*** Opening Given data ***

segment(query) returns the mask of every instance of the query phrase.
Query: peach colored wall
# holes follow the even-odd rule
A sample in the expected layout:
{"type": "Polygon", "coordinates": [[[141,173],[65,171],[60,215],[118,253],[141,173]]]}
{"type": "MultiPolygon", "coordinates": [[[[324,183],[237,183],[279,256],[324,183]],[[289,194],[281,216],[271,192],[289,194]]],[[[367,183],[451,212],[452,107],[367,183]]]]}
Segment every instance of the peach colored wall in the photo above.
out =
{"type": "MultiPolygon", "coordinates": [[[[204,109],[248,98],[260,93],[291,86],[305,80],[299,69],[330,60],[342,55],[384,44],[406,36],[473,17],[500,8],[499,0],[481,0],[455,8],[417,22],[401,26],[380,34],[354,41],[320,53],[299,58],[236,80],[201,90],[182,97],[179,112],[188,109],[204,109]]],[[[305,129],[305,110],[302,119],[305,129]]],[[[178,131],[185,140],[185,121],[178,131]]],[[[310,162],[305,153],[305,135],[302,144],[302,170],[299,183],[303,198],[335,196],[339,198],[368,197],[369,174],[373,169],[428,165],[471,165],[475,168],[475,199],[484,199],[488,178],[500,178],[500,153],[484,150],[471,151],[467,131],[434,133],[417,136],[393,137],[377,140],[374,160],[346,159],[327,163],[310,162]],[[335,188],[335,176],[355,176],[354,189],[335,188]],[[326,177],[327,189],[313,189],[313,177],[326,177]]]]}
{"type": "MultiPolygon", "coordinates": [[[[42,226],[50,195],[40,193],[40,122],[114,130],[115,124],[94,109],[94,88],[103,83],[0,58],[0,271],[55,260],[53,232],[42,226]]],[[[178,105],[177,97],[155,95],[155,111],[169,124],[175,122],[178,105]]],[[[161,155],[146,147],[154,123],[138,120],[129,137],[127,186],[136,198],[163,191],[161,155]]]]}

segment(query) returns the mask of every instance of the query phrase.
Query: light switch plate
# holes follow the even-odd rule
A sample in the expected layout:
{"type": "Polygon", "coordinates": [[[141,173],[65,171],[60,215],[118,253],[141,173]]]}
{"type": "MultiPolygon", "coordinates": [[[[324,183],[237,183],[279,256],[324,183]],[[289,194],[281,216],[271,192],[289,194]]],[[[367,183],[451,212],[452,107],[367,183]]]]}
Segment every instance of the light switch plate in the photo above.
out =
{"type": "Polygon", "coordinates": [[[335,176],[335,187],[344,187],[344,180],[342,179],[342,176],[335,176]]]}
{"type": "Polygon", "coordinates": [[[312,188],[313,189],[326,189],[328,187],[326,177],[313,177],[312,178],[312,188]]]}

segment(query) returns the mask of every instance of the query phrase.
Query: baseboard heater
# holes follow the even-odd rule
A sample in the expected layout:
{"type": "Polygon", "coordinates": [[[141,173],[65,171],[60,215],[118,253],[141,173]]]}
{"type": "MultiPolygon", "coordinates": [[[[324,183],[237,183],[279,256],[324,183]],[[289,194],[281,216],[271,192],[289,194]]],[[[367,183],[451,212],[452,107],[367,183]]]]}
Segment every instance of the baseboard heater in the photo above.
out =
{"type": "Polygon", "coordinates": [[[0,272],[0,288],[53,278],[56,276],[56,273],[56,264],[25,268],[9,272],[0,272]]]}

*** Closing Given data ***

> **Work to be completed**
Your answer should consist of the lines above that hold the word "plate", copied exactly.

> **Response below**
Query: light switch plate
Segment every instance of the light switch plate in the photo above.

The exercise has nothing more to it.